#### TEXTO DE ORIGEM ####

O desaparecimento dos índios se tornava assim, pela primeira vez, um
destino biológico. Quase um século mais tarde, o darwinismo social
explicava pela seleção natural o declínio populacional dos índios sem
aparentemente atentar para as guerras movidas nesse período aos índios
em todas as Américas para controle das terras.
Outra vertente de programas de desaparecimento biológico dos índios
eram as políticas de miscigenação, das quais a mais famosa foi a do
marquês de Pombal em 1755, mas que José Bonifácio endossou na
tentativa de criar uma nação homogênea correspondendo ao novo Estado
do Brasil.
O século 19 agregou a noção de civilização à de catequização e em
larga parte a substituiu. O "progresso" -para o qual os índios estavam
"atrasados"- sucedeu à "civilização", da República até o fim da
Segunda Guerra Mundial. Depois do "progresso", veio o
"desenvolvimento". Em muitos sentidos, catequização, civilização,
progresso e desenvolvimento são avatares uns dos outros na medida em
que preconizam mudança cultural. Mas há diferenças significativas.
Etapas da cobiça
O historiador José Oscar Beozzo distingue com razão dois grandes
períodos da política indigenista no Brasil: até cerca de 1850, os
índios eram sobretudo cobiçados como mão de obra; a partir de 1850,
cobiçavam-se sobretudo as terras deles.

####

■ TAREFA CURTA A:
Copie, sem nenhuma alteração, o trecho do texto sobre a política indigenista que começa com as palavras "O desaparecimento dos" e termina em "controle das terras.".
■ TAREFA CURTA B:
Responda com base no texto sobre a política indigenista:
(i) Em que ano ocorreu a política de miscigenação do marquês de Pombal?
(ii) Segundo José Oscar Beozzo, como os índios eram sobretudo cobiçados até cerca de 1850?
(iii) O que veio depois do "progresso"?
As linhas seguintes vêm de outra fonte.

#### TRECHO DE DADOS ####

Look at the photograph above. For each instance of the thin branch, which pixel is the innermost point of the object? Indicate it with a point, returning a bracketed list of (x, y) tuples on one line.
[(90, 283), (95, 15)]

####

■ RESPOSTA DESENVOLVIDA A:
O desaparecimento dos índios se tornava assim, pela primeira vez, um
destino biológico. Quase um século mais tarde, o darwinismo social
explicava pela seleção natural o declínio populacional dos índios sem
aparentemente atentar para as guerras movidas nesse período aos índios
em todas as Américas para controle das terras.

■ RESPOSTA DESENVOLVIDA B:
(i) Em 1755.
(ii) Como mão de obra.
(iii) O "desenvolvimento".